===== DATA SUPPLIED =====

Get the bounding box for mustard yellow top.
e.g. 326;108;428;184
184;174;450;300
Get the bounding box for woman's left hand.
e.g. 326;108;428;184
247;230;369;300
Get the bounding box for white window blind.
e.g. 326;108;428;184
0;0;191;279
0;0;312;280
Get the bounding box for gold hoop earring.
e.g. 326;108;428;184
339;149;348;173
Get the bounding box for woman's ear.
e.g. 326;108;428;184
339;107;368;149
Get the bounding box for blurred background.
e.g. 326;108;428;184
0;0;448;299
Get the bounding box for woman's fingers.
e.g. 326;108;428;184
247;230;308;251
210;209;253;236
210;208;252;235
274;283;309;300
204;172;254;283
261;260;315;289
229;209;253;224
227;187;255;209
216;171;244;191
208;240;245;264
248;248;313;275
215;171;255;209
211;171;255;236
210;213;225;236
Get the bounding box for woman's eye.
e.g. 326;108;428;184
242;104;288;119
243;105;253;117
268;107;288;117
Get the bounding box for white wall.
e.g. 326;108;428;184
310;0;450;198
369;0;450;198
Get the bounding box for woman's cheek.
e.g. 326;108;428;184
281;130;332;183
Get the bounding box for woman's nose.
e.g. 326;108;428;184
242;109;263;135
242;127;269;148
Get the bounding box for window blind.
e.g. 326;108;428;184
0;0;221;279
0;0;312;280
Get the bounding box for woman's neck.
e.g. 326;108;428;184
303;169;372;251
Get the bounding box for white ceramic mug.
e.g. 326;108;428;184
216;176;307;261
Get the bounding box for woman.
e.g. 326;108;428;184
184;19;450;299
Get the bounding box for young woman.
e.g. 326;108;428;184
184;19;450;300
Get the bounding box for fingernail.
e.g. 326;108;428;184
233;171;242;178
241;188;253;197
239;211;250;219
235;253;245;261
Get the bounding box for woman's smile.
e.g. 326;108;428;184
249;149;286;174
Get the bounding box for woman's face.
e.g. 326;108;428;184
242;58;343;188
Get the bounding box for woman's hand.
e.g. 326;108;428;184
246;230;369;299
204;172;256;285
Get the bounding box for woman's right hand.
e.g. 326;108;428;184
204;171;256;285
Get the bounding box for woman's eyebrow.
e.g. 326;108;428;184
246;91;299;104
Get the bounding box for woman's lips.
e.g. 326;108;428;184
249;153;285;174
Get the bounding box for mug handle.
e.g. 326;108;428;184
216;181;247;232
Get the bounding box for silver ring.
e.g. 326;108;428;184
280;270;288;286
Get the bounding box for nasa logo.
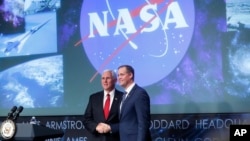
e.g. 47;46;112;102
80;0;195;86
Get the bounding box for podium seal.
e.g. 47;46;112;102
0;119;16;140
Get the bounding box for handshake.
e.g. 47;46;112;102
96;122;111;134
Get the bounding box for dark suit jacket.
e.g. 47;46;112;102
119;84;152;141
83;89;123;141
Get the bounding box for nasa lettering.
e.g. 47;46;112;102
80;0;195;86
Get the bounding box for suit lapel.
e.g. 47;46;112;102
120;85;137;117
124;84;137;103
108;90;121;119
96;92;105;120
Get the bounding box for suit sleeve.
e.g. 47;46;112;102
109;123;119;133
135;89;151;141
83;96;98;133
108;91;122;133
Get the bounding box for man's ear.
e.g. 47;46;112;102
129;72;133;79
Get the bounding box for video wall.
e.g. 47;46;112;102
0;0;250;116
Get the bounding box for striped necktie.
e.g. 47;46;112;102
120;92;127;112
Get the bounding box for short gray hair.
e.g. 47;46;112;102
102;69;117;79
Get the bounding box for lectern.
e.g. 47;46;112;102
0;123;64;141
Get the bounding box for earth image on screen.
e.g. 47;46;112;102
0;55;63;108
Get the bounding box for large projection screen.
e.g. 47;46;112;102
0;0;250;116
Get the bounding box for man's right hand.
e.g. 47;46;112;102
96;123;111;134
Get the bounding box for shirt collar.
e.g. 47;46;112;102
104;89;115;97
125;82;135;94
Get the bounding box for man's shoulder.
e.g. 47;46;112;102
114;89;124;98
133;84;145;91
133;84;149;95
115;89;124;94
90;91;103;98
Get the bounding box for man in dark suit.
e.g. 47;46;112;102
83;69;123;141
117;65;152;141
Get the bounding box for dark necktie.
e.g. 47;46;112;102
120;92;127;112
104;94;110;119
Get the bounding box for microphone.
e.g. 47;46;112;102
6;106;17;119
12;106;24;121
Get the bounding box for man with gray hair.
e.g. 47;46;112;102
83;69;123;141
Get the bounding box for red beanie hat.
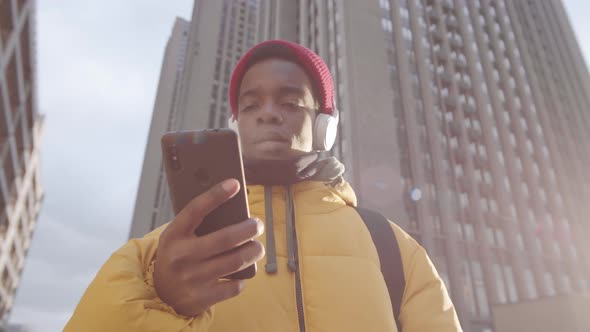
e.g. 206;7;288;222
229;40;335;119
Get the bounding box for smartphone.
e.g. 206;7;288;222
161;128;255;279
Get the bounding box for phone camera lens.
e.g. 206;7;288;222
169;145;180;170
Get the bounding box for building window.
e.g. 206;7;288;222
472;261;490;317
495;228;506;248
400;7;409;19
526;140;534;154
484;171;492;185
455;164;464;177
554;242;561;258
460;193;469;209
516;233;524;250
464;224;475;242
436;258;451;294
463;261;478;316
524;268;538;299
475;169;483;183
562;274;572;293
490;200;498;213
545;272;556;296
473;120;482;132
480;198;489;211
492;127;499;140
402;27;412;40
539;188;546;202
533;163;540;177
504;265;519;302
509;133;517;148
450;136;458;149
381;18;393;32
493;264;508;304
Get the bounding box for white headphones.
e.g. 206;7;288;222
313;106;339;151
227;100;339;151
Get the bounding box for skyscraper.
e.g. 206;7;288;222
129;18;190;239
0;0;44;321
130;1;590;330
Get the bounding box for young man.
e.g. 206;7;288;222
65;40;462;331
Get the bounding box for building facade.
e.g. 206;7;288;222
129;0;590;331
492;295;590;332
129;18;190;239
0;0;44;321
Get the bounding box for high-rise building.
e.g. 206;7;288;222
0;0;44;322
129;18;190;239
129;0;590;330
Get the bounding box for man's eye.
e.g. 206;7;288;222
241;105;258;112
282;102;300;110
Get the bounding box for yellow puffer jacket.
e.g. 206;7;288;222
65;180;461;331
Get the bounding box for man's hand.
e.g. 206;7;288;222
153;179;265;317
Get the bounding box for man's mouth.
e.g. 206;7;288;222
258;131;289;143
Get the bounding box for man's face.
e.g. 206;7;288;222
237;58;317;161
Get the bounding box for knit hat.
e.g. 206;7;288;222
229;39;335;119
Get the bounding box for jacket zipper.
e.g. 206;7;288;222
292;216;306;332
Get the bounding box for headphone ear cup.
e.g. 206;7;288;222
228;117;239;133
313;113;338;151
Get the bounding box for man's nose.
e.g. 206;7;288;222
257;102;282;125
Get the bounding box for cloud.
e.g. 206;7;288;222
9;1;193;331
9;305;71;332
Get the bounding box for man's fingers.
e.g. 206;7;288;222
198;279;245;310
195;240;265;282
171;178;241;235
195;218;264;259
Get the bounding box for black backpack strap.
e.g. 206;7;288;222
355;207;405;331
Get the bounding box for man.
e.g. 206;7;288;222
65;40;462;331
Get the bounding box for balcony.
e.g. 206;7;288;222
441;71;454;87
431;30;444;43
463;103;477;117
456;175;470;192
442;0;453;13
479;182;493;196
428;10;440;24
453;148;467;165
474;154;488;169
445;16;458;31
445;95;459;110
450;37;464;51
454;57;467;71
449;121;462;137
458;79;471;93
436;49;449;63
468;127;482;140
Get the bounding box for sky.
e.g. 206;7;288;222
6;1;590;331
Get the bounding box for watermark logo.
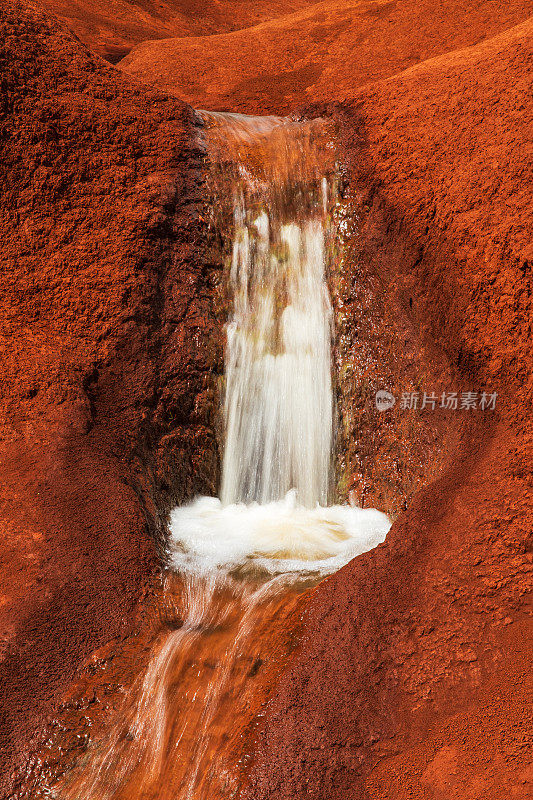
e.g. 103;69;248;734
375;390;497;412
375;390;396;412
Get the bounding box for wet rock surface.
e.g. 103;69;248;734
16;574;305;799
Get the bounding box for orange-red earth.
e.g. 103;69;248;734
1;1;532;798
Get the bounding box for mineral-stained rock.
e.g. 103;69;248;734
245;19;533;800
0;1;221;792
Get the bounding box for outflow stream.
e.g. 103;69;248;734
55;113;390;800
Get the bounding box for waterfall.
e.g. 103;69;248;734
204;111;337;507
53;114;390;800
221;208;333;507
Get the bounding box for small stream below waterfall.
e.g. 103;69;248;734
29;113;390;800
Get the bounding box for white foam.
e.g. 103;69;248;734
169;490;390;578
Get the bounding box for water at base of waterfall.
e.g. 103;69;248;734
55;497;388;800
170;491;389;577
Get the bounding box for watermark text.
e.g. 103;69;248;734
375;390;497;412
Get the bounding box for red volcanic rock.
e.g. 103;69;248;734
2;0;532;798
38;0;321;63
118;0;533;114
246;20;533;800
0;0;220;792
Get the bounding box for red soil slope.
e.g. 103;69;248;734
119;0;533;113
245;20;533;800
0;1;221;792
38;0;320;62
2;0;532;797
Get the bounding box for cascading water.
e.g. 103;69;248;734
221;199;333;507
49;113;390;800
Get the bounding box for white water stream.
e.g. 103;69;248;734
221;211;333;507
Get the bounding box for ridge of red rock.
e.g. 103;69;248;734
118;0;533;114
37;0;321;63
245;19;533;799
0;1;221;793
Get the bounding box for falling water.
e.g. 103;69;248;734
205;111;339;506
221;196;333;506
47;114;390;800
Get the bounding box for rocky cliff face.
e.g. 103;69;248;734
0;1;221;791
245;20;533;799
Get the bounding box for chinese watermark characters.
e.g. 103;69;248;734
375;390;497;412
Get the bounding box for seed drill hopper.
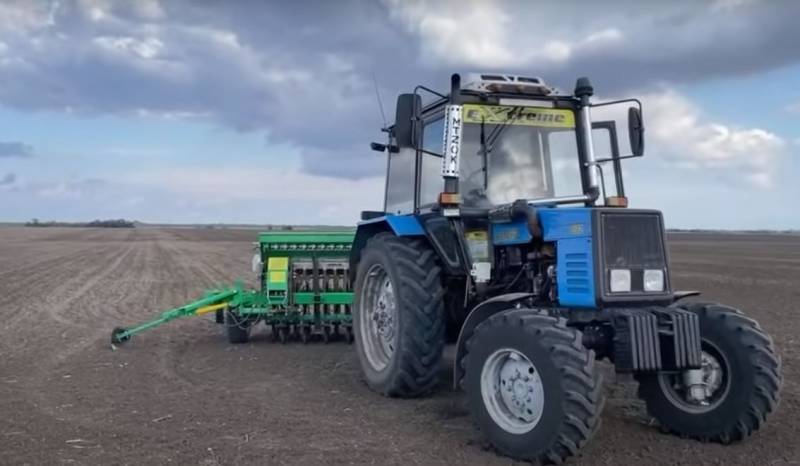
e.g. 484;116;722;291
112;230;355;344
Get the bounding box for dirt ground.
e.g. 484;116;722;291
0;227;798;465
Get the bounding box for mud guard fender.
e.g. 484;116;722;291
349;215;425;281
672;290;701;302
452;292;534;390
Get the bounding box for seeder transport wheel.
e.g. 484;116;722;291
462;308;603;463
636;303;781;443
300;326;311;344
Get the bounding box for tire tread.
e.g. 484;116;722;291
361;233;445;397
638;303;781;443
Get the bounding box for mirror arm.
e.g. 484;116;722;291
413;85;447;100
594;154;642;163
420;148;444;158
590;98;643;108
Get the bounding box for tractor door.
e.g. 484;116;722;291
384;146;416;215
418;116;445;210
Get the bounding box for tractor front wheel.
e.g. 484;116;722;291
636;303;781;443
462;308;603;463
353;233;445;397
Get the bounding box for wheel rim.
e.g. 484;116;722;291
480;348;545;435
358;263;398;372
658;340;731;413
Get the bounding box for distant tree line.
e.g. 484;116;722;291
26;218;136;228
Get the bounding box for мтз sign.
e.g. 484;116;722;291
441;104;463;178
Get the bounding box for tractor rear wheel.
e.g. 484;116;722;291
636;303;781;443
462;308;603;463
225;309;251;344
353;232;445;397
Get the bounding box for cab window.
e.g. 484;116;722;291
385;145;416;214
419;117;444;206
591;124;622;201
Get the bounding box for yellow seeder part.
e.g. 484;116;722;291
195;302;229;316
267;257;289;283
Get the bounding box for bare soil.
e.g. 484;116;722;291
1;227;798;465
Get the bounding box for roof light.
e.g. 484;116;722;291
462;73;555;95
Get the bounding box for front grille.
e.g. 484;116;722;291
598;211;669;298
602;214;665;268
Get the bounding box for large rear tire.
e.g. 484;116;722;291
353;232;445;397
462;308;604;463
636;303;781;443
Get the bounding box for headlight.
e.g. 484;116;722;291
644;269;664;292
609;269;631;293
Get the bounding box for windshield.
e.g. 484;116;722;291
458;104;583;207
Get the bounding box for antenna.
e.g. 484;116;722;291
372;72;389;132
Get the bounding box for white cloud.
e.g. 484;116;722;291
127;167;385;223
382;1;657;71
384;0;585;67
385;0;517;67
77;0;166;23
384;0;800;99
0;174;106;199
0;172;16;188
785;100;800;115
0;1;795;227
94;35;163;59
643;89;786;188
711;0;759;12
129;0;165;21
35;178;106;200
583;28;623;45
0;2;55;35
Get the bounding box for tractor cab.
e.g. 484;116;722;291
375;73;640;217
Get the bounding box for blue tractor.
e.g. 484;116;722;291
349;73;781;462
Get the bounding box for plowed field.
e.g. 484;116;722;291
1;227;797;465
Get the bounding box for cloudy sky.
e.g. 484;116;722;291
0;0;798;229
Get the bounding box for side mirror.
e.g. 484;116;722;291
394;93;422;149
628;107;644;157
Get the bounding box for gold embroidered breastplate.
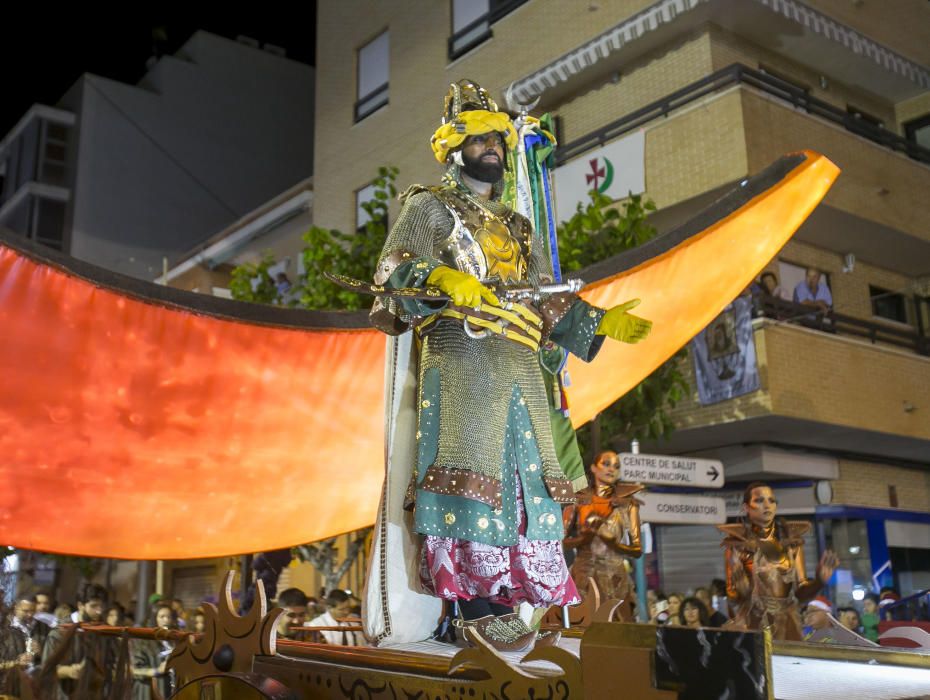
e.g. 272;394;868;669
432;187;529;284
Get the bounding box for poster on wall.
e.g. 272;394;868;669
552;129;646;219
691;294;760;405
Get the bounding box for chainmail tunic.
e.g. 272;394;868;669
372;171;604;546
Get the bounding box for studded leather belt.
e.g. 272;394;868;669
418;301;543;351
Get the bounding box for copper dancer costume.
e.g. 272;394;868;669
562;450;643;603
718;482;837;641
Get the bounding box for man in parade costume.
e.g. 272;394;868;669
368;79;652;651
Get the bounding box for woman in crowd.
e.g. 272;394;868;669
680;597;711;629
106;603;125;628
666;592;684;626
131;602;176;699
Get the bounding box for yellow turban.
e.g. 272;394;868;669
430;109;519;164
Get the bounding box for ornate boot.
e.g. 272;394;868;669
534;630;562;648
461;613;539;653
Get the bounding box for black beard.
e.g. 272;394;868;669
461;151;504;184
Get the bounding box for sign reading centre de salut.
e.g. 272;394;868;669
619;453;725;489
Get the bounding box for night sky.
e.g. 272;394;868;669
0;15;316;136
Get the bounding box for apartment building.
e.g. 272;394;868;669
313;0;930;602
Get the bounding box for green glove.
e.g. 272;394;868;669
596;299;653;343
426;266;499;308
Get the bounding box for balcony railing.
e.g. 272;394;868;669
757;295;930;357
555;63;930;167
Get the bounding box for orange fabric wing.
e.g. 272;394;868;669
0;150;838;559
0;240;386;559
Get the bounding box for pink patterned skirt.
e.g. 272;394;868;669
418;485;580;608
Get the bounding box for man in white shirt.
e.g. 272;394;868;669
306;590;363;646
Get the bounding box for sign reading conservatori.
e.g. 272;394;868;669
638;492;727;525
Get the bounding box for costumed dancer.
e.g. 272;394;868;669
562;450;644;611
368;79;652;651
718;481;838;640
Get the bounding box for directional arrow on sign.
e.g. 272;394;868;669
619;453;725;489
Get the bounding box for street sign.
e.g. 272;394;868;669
638;492;727;525
619;452;725;488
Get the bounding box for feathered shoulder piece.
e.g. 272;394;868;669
717;522;752;550
613;483;646;506
717;519;811;550
574;483;645;506
781;519;811;547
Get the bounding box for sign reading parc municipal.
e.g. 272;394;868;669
638;492;728;525
619;452;725;489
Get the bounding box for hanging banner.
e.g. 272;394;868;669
552;130;645;219
690;294;760;405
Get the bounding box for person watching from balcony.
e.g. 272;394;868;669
793;267;832;313
759;271;781;298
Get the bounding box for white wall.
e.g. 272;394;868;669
67;32;314;280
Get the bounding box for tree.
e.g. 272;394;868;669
230;166;398;309
556;190;689;457
294;535;369;594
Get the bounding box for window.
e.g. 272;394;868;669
40;120;70;187
448;0;529;60
33;197;66;250
823;519;873;607
355;183;377;231
356;182;388;232
869;285;909;325
1;197;30;235
355;31;389;122
904;113;930;151
0;194;67;250
16;121;40;191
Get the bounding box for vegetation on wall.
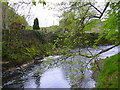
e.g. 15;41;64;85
2;30;52;71
7;6;28;29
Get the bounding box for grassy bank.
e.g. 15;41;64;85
96;53;119;88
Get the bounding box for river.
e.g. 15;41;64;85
2;45;119;88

=====

WORK INSTRUCTION:
Provide the number of lines in the entries above on which the string "yellow" is found, and no other text.

EXERCISE ANSWER:
4